_READING PASSAGE:_
★ ★ ★ ★

Here, I am using the PR2 database - see importing and setting up reference database in the section above. Here are two options for assigning taxonoy: to use the classifier that was trained previously or use vsearch
# Use trained classifer (See instructions above)
qiime feature-classifier classify-sklearn \
--i-classifier /sting/tax_db/pr2_classifier.qza \
--i-reads rep-seqs.qza \
--o-classification asv_tax_sklearn.qza
# Or use vsearch on its own
qiime feature-classifier classify-consensus-vsearch \
--i-query rep-seqs.qza \
--i-reference-reads /sting/tax_db/pr2_4.10.qza \
--i-reference-taxonomy /sting/tax_db/pr2_tax_4.10.qza \
--p-perc-identity 0.9 \
--p-threads 16 \
--o-classification asv_tax_vsearch.qza
qiime tools export \
--input-path asv_table.qza \
--output-path asv_table
biom convert -i feature-table.biom -o asv-table.tsv --to-tsv
qiime tools export --input-path asv_tax_vsearch.qza --output-path asv_tax_dir
# tabulated file tax_dir/taxonomy.tsv
Import .tsv OTU table and reformat so that column names are sample names. Compiled count information with taxonomy assignments. See script: compile_counts_tax.r
After taxonomy assignment you may find that there are specific ASVs that you need to pull out and blast, align to another database, or compare with other sequences. Use the below command to create the fasta file. This command can also be used on above .qza files to generate fasta files for each step. This is useful for troubleshooting.

★ ★ ★ ★

_TASKS:_
A) Using the taxonomy-assignment passage, explain in one to three sentences why one would create a fasta file after taxonomy assignment.
B) Summarize the taxonomy-assignment passage in two sentences.
C) Reproduce the taxonomy-assignment passage word for word from "Here, I am using" to "(See instructions above)".
The records that come next are separate material.

_DATASET CONTENT:_
★ ★ ★ ★

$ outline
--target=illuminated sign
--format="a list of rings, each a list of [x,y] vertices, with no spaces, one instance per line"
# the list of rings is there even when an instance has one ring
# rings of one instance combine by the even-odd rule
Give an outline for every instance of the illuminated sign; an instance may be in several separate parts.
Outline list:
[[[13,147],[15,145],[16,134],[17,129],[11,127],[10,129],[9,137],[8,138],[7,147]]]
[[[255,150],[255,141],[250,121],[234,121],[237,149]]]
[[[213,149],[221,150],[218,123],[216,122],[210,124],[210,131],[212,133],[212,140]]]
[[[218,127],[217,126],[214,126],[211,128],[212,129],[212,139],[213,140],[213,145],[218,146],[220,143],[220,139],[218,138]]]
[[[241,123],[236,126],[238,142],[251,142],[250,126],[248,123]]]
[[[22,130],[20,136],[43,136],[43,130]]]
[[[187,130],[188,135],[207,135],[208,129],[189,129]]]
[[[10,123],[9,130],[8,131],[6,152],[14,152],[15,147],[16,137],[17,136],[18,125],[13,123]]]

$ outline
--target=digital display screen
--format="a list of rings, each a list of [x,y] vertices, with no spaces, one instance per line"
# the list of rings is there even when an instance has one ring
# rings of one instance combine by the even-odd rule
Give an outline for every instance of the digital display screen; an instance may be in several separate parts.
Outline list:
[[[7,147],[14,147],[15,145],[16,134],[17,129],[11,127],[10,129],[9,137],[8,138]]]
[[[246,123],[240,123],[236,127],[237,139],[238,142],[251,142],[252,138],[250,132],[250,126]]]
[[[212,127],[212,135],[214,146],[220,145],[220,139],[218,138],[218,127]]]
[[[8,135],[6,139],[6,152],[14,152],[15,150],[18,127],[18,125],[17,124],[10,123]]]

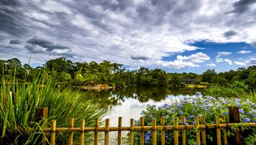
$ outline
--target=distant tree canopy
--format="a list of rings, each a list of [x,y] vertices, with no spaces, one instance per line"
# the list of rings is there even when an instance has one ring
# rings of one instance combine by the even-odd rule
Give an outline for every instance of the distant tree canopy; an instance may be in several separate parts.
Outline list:
[[[26,79],[30,81],[33,77],[40,74],[45,79],[53,75],[54,80],[57,82],[72,82],[77,85],[107,83],[120,86],[130,85],[165,86],[168,84],[182,86],[184,78],[193,78],[222,85],[239,81],[250,86],[256,86],[255,66],[220,73],[217,73],[214,69],[208,69],[202,74],[197,74],[193,72],[172,73],[161,69],[149,69],[143,67],[138,70],[127,71],[122,64],[109,61],[72,62],[64,57],[50,60],[42,67],[36,68],[28,64],[22,65],[16,58],[0,60],[1,76],[4,74],[7,80],[15,70],[19,81]]]

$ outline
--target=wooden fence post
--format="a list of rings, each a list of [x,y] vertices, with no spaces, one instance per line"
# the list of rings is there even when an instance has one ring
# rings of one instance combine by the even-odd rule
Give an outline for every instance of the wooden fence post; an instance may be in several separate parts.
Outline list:
[[[174,144],[179,145],[178,118],[174,118]]]
[[[182,121],[182,125],[186,125],[186,118],[185,116],[182,116],[181,118],[181,121]],[[185,129],[182,130],[182,145],[186,145],[186,126],[185,126]]]
[[[230,123],[240,123],[239,118],[239,109],[238,107],[228,107],[229,112],[229,121]],[[231,144],[241,145],[242,138],[241,137],[241,132],[240,130],[236,130],[235,131],[235,139],[232,139],[230,142]],[[234,142],[234,141],[236,141]]]
[[[156,118],[152,119],[152,144],[156,145],[157,138],[156,138]]]
[[[165,127],[164,127],[164,117],[161,117],[161,125],[164,127],[164,130],[161,131],[161,144],[164,145],[165,144]]]
[[[42,118],[45,118],[46,120],[48,118],[48,107],[39,107],[37,108],[36,109],[38,114],[37,115],[38,118],[36,120],[36,122],[39,121],[42,119]],[[42,122],[43,123],[42,128],[45,127],[45,120],[44,120],[44,121]],[[42,135],[42,145],[46,145],[46,140],[45,140],[46,134],[47,134],[46,133],[44,133]]]
[[[131,125],[130,125],[130,145],[133,145],[134,129],[134,120],[133,118],[131,118]]]
[[[140,145],[144,145],[144,118],[143,116],[140,117],[140,126],[141,126],[141,130],[140,131]]]
[[[99,127],[99,118],[95,118],[95,130],[94,132],[94,145],[98,145],[99,132],[97,128]]]
[[[117,136],[117,144],[121,145],[122,140],[122,117],[118,118],[118,134]]]
[[[195,127],[196,127],[196,144],[200,145],[201,141],[200,141],[200,130],[199,130],[199,118],[198,117],[195,118]]]
[[[71,118],[69,120],[69,129],[70,130],[72,128],[74,127],[74,118]],[[73,132],[70,131],[68,135],[68,145],[73,144]]]

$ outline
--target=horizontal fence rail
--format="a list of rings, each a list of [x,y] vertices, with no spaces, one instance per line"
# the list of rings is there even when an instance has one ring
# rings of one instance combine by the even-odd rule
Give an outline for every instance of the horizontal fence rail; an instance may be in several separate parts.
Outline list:
[[[40,108],[42,111],[40,111],[40,116],[45,118],[47,118],[47,107]],[[70,118],[69,121],[68,127],[57,127],[56,120],[51,120],[51,127],[46,127],[44,126],[42,130],[44,134],[42,134],[42,144],[46,144],[46,134],[49,132],[51,133],[51,144],[52,145],[56,144],[56,133],[59,132],[67,132],[68,134],[68,144],[72,145],[73,144],[73,135],[74,132],[79,132],[79,143],[80,144],[84,144],[85,132],[94,132],[94,144],[97,145],[99,143],[99,132],[104,132],[104,144],[109,144],[109,132],[117,132],[117,144],[122,144],[122,131],[129,131],[129,138],[130,144],[133,144],[134,142],[134,132],[138,131],[140,134],[140,142],[141,145],[144,144],[145,139],[145,131],[152,132],[152,141],[153,145],[157,144],[157,131],[161,132],[161,145],[165,144],[165,131],[166,130],[173,130],[173,141],[175,145],[179,144],[179,130],[181,131],[181,137],[182,145],[186,144],[186,130],[194,130],[196,137],[196,144],[206,144],[206,130],[207,129],[215,129],[216,132],[216,142],[218,145],[221,144],[227,145],[227,128],[231,128],[232,127],[256,127],[256,123],[239,123],[239,108],[237,107],[230,107],[230,121],[232,123],[226,123],[226,119],[225,116],[221,117],[216,117],[216,123],[214,124],[206,124],[205,118],[204,116],[202,116],[200,118],[200,121],[199,121],[198,117],[195,118],[195,125],[188,125],[186,123],[186,118],[184,116],[181,117],[181,125],[179,124],[179,118],[175,118],[174,123],[173,125],[166,125],[164,123],[164,117],[161,117],[161,125],[157,126],[156,125],[156,119],[152,118],[152,126],[144,126],[144,118],[141,117],[140,120],[140,124],[137,126],[134,126],[134,119],[131,119],[131,124],[129,127],[122,127],[122,117],[119,117],[118,127],[110,127],[109,126],[109,119],[106,119],[105,121],[104,127],[99,126],[99,119],[95,118],[95,126],[93,127],[88,127],[85,126],[85,120],[81,120],[80,127],[74,127],[74,118]],[[233,123],[234,122],[234,123]],[[222,139],[221,139],[222,134]],[[202,139],[202,141],[201,141]],[[242,144],[241,133],[239,130],[236,130],[235,131],[235,138],[234,141],[230,141],[231,144]]]
[[[131,119],[130,127],[122,127],[122,118],[118,118],[118,127],[109,127],[109,119],[106,120],[105,127],[99,127],[99,118],[95,119],[95,127],[84,127],[85,120],[81,120],[81,127],[74,127],[74,118],[70,118],[69,127],[59,128],[56,127],[56,120],[51,121],[51,128],[43,128],[42,130],[44,133],[51,132],[51,143],[55,144],[55,137],[56,132],[68,132],[68,144],[72,144],[73,141],[73,132],[80,132],[80,144],[84,144],[84,132],[94,132],[94,144],[98,144],[99,140],[99,132],[105,132],[104,144],[109,144],[109,132],[118,132],[118,144],[121,144],[121,132],[122,131],[130,131],[130,144],[133,144],[133,132],[140,131],[140,142],[141,144],[144,144],[144,131],[151,130],[152,132],[152,142],[153,144],[156,144],[156,131],[161,131],[161,144],[165,144],[165,130],[174,130],[174,142],[175,144],[179,144],[179,130],[182,130],[182,144],[186,144],[186,130],[194,129],[195,130],[196,141],[197,144],[201,144],[200,139],[202,139],[204,144],[206,144],[206,133],[205,129],[216,129],[216,137],[218,144],[221,144],[221,132],[223,134],[223,144],[227,144],[227,137],[225,128],[231,127],[244,126],[255,127],[255,123],[225,123],[225,116],[222,117],[222,121],[220,123],[220,117],[216,117],[216,124],[205,124],[205,117],[201,117],[201,123],[199,123],[199,118],[195,117],[195,125],[185,125],[185,116],[182,117],[182,125],[179,125],[178,118],[174,118],[173,125],[164,125],[164,118],[161,117],[161,125],[156,125],[156,118],[152,119],[152,126],[143,126],[143,122],[141,121],[140,126],[134,126],[134,119]],[[141,117],[141,121],[143,120],[143,118]],[[200,135],[201,134],[201,135]]]

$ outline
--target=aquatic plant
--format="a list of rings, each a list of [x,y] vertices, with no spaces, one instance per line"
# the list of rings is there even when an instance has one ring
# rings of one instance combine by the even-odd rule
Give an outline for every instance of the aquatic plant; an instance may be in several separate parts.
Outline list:
[[[49,107],[49,120],[45,125],[54,119],[60,127],[68,127],[72,117],[76,118],[75,126],[79,126],[82,118],[86,118],[86,125],[92,125],[95,118],[105,112],[99,106],[91,103],[91,99],[84,92],[75,90],[71,85],[60,86],[52,82],[51,76],[45,79],[38,75],[31,83],[26,80],[19,83],[15,72],[12,76],[13,77],[10,82],[2,78],[0,90],[1,144],[38,144],[42,141],[40,137],[42,125],[42,120],[38,120],[36,117],[38,107]],[[56,142],[65,144],[68,134],[57,135]],[[74,134],[74,139],[77,137],[77,134]]]

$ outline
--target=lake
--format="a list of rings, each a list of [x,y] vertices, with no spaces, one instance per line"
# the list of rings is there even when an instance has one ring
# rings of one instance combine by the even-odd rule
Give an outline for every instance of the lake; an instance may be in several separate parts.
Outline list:
[[[132,86],[115,90],[90,92],[94,103],[108,110],[103,119],[110,119],[111,127],[118,127],[118,117],[122,117],[122,126],[129,127],[131,118],[140,119],[140,113],[148,104],[161,106],[173,99],[202,92],[202,88],[169,88],[163,86]],[[124,134],[125,134],[125,132]],[[116,134],[111,132],[111,144],[115,144]]]

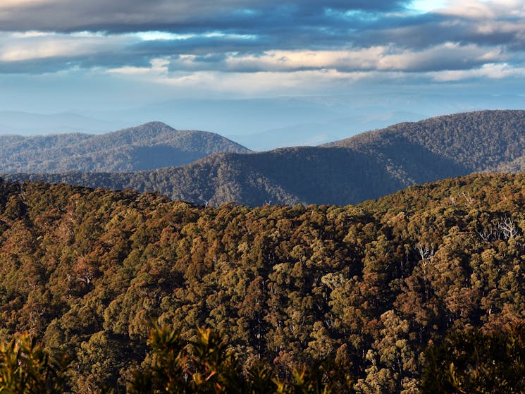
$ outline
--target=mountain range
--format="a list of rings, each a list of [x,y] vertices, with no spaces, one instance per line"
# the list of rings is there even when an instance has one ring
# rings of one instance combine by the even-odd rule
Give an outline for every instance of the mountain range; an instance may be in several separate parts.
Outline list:
[[[212,133],[150,122],[102,135],[0,136],[0,172],[134,171],[181,166],[216,152],[249,150]]]
[[[345,205],[414,183],[519,169],[524,162],[525,111],[500,110],[399,123],[317,147],[219,153],[179,167],[11,178],[156,191],[202,204]]]

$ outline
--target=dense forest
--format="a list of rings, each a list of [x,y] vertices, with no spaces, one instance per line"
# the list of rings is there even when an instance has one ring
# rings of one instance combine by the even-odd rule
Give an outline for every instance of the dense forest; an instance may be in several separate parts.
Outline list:
[[[180,167],[128,173],[13,174],[92,187],[156,191],[218,207],[235,202],[356,204],[415,183],[519,171],[525,111],[484,111],[404,123],[322,147],[216,154]]]
[[[175,130],[161,122],[97,135],[0,135],[0,173],[155,169],[223,152],[249,150],[217,134]]]
[[[328,359],[356,393],[416,393],[429,346],[525,318],[524,212],[525,174],[257,208],[2,182],[0,342],[64,353],[79,393],[147,371],[154,324],[213,328],[240,373]]]

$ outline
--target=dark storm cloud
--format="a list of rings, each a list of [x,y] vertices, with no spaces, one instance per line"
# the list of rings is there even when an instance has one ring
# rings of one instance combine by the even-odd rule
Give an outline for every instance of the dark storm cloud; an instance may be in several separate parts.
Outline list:
[[[483,18],[469,10],[410,13],[408,1],[73,3],[1,0],[0,73],[147,68],[159,58],[168,71],[424,73],[520,65],[524,58],[525,18],[505,13],[497,1]],[[32,31],[49,37],[23,36]],[[312,51],[322,53],[312,60]]]
[[[290,16],[310,22],[326,10],[360,10],[381,13],[400,11],[406,1],[388,0],[5,0],[0,3],[0,29],[54,32],[169,30],[196,31],[238,26],[257,28]],[[256,23],[253,25],[254,23]]]

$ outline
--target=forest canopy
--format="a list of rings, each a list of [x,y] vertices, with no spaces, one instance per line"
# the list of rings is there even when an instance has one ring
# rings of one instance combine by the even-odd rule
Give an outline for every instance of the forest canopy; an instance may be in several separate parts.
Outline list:
[[[357,393],[419,393],[429,346],[525,317],[524,186],[483,174],[355,206],[211,208],[1,182],[0,341],[65,355],[80,393],[123,390],[154,324],[216,330],[242,371],[333,359]]]

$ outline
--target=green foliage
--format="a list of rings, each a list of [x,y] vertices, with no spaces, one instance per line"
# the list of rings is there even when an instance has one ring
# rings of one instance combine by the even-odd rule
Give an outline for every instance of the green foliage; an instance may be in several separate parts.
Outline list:
[[[156,328],[149,343],[152,363],[136,371],[128,387],[130,394],[253,393],[328,394],[350,393],[352,383],[340,366],[318,362],[294,369],[289,383],[281,381],[264,362],[246,374],[216,331],[198,329],[195,341],[183,340],[179,333]]]
[[[421,393],[525,392],[525,323],[506,331],[477,329],[447,336],[425,351]]]
[[[27,334],[0,347],[0,393],[63,393],[66,359],[54,356]]]
[[[357,206],[254,209],[0,185],[0,340],[28,331],[66,354],[79,394],[123,392],[131,371],[154,367],[149,322],[178,333],[185,374],[221,387],[230,375],[206,381],[212,355],[206,367],[186,347],[196,327],[228,344],[214,368],[233,365],[266,391],[302,379],[338,392],[351,378],[359,393],[415,394],[429,343],[525,319],[523,174],[447,179]],[[315,359],[340,368],[310,369]]]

★ ★ ★ ★

_EXPECTED RESULTS:_
A) Creating a fasta file lets you pull out specific ASVs to blast, align to another database, or compare with other sequences. The same command can also be run on the earlier .qza files to produce a fasta file for each step, which helps with troubleshooting.

B) Taxonomy is assigned against the PR2 database either with the previously trained classifier through classify-sklearn or with vsearch on its own, and then the ASV table and vsearch taxonomy are exported and the table is converted to TSV. The OTU table is reformatted so that its column names are sample names and is compiled with the taxonomy assignments, and specific ASVs can be pulled into a fasta file to blast, align, compare, or troubleshoot.

C)
Here, I am using the PR2 database - see importing and setting up reference database in the section above. Here are two options for assigning taxonoy: to use the classifier that was trained previously or use vsearch
# Use trained classifer (See instructions above)